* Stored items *
Segment Open

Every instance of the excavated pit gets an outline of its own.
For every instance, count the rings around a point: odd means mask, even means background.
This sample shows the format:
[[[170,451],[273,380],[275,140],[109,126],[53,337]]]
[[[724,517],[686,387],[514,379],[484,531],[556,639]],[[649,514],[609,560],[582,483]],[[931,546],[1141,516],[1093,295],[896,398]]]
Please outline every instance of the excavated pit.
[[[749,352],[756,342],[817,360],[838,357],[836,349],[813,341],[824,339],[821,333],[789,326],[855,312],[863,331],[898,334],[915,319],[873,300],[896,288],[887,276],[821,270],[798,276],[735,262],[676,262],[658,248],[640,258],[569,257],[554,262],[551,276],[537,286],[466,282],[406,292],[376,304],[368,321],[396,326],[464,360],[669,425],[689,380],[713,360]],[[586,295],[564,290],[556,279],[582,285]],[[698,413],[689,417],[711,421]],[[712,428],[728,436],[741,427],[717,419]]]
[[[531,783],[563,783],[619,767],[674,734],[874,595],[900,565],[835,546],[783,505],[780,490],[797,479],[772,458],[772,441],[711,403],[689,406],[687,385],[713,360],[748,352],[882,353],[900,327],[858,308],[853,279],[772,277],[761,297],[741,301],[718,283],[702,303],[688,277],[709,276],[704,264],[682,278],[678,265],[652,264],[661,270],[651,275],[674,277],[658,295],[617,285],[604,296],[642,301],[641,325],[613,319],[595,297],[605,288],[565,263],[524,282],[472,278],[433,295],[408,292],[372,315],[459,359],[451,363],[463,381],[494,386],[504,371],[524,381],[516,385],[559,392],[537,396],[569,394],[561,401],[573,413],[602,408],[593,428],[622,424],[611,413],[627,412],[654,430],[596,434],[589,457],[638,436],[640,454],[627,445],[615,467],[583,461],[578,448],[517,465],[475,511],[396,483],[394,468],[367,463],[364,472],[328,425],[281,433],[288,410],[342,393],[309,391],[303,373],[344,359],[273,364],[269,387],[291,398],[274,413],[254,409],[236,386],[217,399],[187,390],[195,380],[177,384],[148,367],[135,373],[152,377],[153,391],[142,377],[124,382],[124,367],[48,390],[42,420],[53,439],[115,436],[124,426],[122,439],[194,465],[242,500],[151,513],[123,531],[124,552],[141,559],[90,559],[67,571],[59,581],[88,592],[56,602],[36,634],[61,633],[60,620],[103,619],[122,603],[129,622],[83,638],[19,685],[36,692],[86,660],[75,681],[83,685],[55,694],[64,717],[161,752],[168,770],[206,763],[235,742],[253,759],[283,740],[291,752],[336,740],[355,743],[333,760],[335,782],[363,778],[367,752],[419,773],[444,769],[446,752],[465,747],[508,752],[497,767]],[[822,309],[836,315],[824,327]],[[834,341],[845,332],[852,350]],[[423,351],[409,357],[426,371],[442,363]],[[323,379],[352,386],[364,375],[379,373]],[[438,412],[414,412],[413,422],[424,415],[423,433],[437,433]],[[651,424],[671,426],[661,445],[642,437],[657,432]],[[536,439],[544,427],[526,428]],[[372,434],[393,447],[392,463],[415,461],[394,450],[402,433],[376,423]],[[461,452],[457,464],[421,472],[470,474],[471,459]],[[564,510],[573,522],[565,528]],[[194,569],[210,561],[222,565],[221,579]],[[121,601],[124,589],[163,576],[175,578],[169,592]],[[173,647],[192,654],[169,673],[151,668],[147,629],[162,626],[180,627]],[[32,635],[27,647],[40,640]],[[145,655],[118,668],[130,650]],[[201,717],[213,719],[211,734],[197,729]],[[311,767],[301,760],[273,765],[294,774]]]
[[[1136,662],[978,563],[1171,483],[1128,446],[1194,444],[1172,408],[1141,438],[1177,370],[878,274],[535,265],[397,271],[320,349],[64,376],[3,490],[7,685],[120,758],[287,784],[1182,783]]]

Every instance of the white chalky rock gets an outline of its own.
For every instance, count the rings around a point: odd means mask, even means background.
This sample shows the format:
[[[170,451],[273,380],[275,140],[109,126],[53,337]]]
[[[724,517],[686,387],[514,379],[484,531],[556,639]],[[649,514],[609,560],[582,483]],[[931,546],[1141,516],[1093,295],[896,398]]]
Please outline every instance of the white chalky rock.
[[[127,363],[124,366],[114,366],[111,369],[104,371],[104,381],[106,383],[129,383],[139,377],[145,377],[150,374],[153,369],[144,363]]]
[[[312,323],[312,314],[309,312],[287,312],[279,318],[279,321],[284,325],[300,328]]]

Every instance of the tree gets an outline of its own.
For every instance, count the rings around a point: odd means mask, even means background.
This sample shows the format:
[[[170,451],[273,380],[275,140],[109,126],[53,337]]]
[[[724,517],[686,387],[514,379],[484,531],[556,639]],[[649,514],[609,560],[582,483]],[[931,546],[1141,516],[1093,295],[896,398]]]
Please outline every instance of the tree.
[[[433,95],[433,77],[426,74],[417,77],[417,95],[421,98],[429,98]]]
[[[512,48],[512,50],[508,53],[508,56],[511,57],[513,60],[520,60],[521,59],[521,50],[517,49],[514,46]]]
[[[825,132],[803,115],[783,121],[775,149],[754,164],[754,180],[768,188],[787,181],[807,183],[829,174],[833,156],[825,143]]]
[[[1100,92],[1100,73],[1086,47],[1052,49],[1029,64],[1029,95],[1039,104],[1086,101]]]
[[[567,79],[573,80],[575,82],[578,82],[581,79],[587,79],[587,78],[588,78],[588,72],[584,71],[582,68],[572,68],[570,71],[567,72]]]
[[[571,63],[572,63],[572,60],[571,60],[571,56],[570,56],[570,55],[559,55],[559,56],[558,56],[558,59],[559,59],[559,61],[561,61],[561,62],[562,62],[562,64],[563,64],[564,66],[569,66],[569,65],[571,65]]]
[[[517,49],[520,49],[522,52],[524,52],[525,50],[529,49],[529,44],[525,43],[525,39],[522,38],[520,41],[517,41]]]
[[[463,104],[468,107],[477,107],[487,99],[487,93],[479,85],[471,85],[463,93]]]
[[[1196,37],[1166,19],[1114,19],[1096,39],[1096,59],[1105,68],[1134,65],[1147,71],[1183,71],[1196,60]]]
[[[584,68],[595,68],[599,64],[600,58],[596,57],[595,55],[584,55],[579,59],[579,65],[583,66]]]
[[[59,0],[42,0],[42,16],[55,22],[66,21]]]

Segment Closed

Every record above has to appear again, word for word.

Every instance of the excavated pit gets an outline of its own.
For every instance, count the rings around a point: odd means mask, even means background.
This sample shows the format:
[[[170,451],[273,380],[275,140],[109,126],[53,337]]]
[[[724,517],[686,387],[514,379],[484,531],[556,639]],[[649,514],[609,560],[582,483]],[[931,546],[1141,516],[1093,295],[896,398]]]
Please outline every instance of the excavated pit.
[[[749,352],[756,342],[817,360],[838,357],[836,349],[813,341],[824,339],[821,333],[789,326],[855,312],[863,331],[898,334],[915,319],[873,300],[896,288],[887,276],[821,270],[798,276],[735,262],[676,262],[658,248],[640,258],[569,257],[554,262],[551,276],[537,286],[466,282],[406,292],[376,304],[368,321],[396,326],[464,360],[669,425],[689,380],[713,360]],[[586,295],[564,290],[556,279],[582,285]],[[698,413],[689,417],[711,421]],[[712,428],[728,436],[741,427],[717,419]]]
[[[531,783],[563,783],[619,767],[674,734],[874,595],[900,565],[835,546],[783,505],[780,490],[797,479],[772,458],[772,441],[711,403],[689,406],[687,385],[713,360],[748,352],[882,353],[900,327],[858,308],[853,279],[772,277],[761,297],[741,301],[718,283],[702,303],[688,277],[709,276],[704,264],[682,278],[678,265],[652,264],[661,270],[651,275],[674,277],[658,295],[617,285],[604,296],[642,301],[641,325],[613,319],[595,297],[605,288],[565,263],[524,282],[472,278],[433,295],[408,292],[372,315],[459,359],[451,363],[463,381],[494,386],[504,371],[524,381],[516,385],[559,392],[537,396],[569,394],[561,401],[573,413],[602,408],[593,428],[622,424],[611,413],[627,412],[654,430],[596,434],[589,457],[638,436],[640,454],[627,445],[615,467],[583,461],[578,448],[517,465],[475,511],[396,483],[394,468],[367,463],[364,472],[328,425],[281,433],[288,410],[342,393],[309,391],[303,373],[344,359],[273,364],[269,387],[291,398],[274,413],[254,409],[236,386],[217,399],[187,390],[195,380],[177,384],[148,367],[135,373],[152,377],[153,391],[142,377],[124,382],[124,367],[48,390],[42,420],[53,439],[115,436],[124,426],[122,439],[194,465],[242,500],[151,513],[123,531],[124,552],[141,559],[90,559],[67,571],[59,581],[88,592],[56,602],[36,634],[61,633],[60,620],[103,619],[122,603],[129,622],[83,638],[19,685],[36,692],[86,660],[75,681],[83,685],[55,694],[64,717],[161,752],[168,770],[206,763],[235,742],[253,759],[283,740],[291,752],[336,740],[355,743],[333,760],[335,782],[363,778],[367,752],[419,773],[444,769],[446,752],[465,747],[508,752],[497,767]],[[822,309],[836,315],[824,327]],[[834,341],[845,332],[852,350]],[[423,351],[409,357],[426,371],[442,363]],[[323,379],[352,386],[364,375],[379,373]],[[438,412],[414,412],[413,422],[424,415],[423,433],[437,433]],[[651,424],[671,426],[661,445],[642,437],[657,432]],[[536,439],[544,427],[526,428]],[[372,434],[393,447],[392,463],[415,461],[394,450],[402,433],[376,423]],[[461,452],[457,464],[421,472],[470,474],[471,459]],[[564,510],[573,522],[565,528]],[[194,569],[210,561],[222,565],[221,579]],[[121,601],[124,589],[163,576],[175,578],[169,592]],[[173,647],[192,654],[169,673],[151,668],[147,629],[162,626],[180,627]],[[32,635],[27,647],[40,640]],[[145,655],[118,668],[130,650]],[[201,717],[213,719],[211,734],[197,729]],[[311,767],[301,760],[273,765],[294,774]]]
[[[1136,662],[978,563],[1171,483],[1128,446],[1194,444],[1172,408],[1141,438],[1177,370],[878,274],[535,265],[397,271],[320,349],[64,376],[3,490],[7,685],[120,758],[287,784],[1182,783]]]

Every instance of the white chalky rock gets an outline of its own.
For every instance, count the rings around a point: odd means mask, even means background.
This sample shows the format:
[[[170,451],[273,380],[275,140],[109,126],[53,337]]]
[[[724,517],[686,387],[514,379],[484,531],[556,639]],[[649,514],[609,560],[582,483]],[[931,546],[1141,516],[1093,295],[896,398]]]
Please outline every instance of the white chalky rock.
[[[127,363],[124,366],[114,366],[111,369],[104,371],[104,381],[106,383],[129,383],[139,377],[145,377],[150,374],[153,369],[144,363]]]
[[[312,323],[312,314],[309,312],[287,312],[279,318],[279,321],[284,325],[300,328]]]

Every instance of the tree gets an outline of its own.
For every instance, count the rings around a point: odd means mask, even means background.
This sample shows the format:
[[[170,451],[273,380],[275,140],[109,126],[53,337]]]
[[[724,517],[686,387],[514,379],[484,531],[556,639]],[[649,514],[609,560],[582,483]],[[931,546],[1141,516],[1093,295],[896,398]]]
Please outline every instance of the tree.
[[[433,95],[433,77],[426,74],[417,77],[417,95],[421,98],[429,98]]]
[[[512,48],[512,50],[508,53],[508,56],[511,57],[513,60],[520,60],[521,59],[521,50],[517,49],[514,46]]]
[[[825,132],[803,115],[783,121],[775,149],[754,164],[754,180],[768,188],[787,181],[807,183],[829,174],[833,156],[825,143]]]
[[[1100,92],[1100,73],[1086,47],[1052,49],[1029,64],[1029,95],[1039,104],[1086,101]]]
[[[567,79],[573,80],[575,82],[578,82],[581,79],[587,79],[587,78],[588,78],[588,72],[584,71],[582,68],[572,68],[570,71],[567,72]]]
[[[571,63],[572,63],[572,60],[571,60],[571,56],[570,56],[570,55],[559,55],[559,56],[558,56],[558,59],[559,59],[559,61],[561,61],[561,62],[562,62],[562,64],[563,64],[564,66],[569,66],[569,65],[571,65]]]
[[[517,49],[520,49],[522,52],[524,52],[525,50],[529,49],[529,44],[525,43],[525,39],[522,38],[520,41],[517,41]]]
[[[463,104],[468,107],[477,107],[487,99],[487,93],[479,85],[471,85],[463,93]]]
[[[1196,37],[1166,19],[1114,19],[1096,39],[1096,59],[1105,68],[1134,65],[1147,71],[1183,71],[1196,60]]]
[[[584,68],[595,68],[599,64],[600,58],[596,57],[595,55],[584,55],[579,59],[579,65],[583,66]]]
[[[59,0],[42,0],[42,16],[55,22],[66,21]]]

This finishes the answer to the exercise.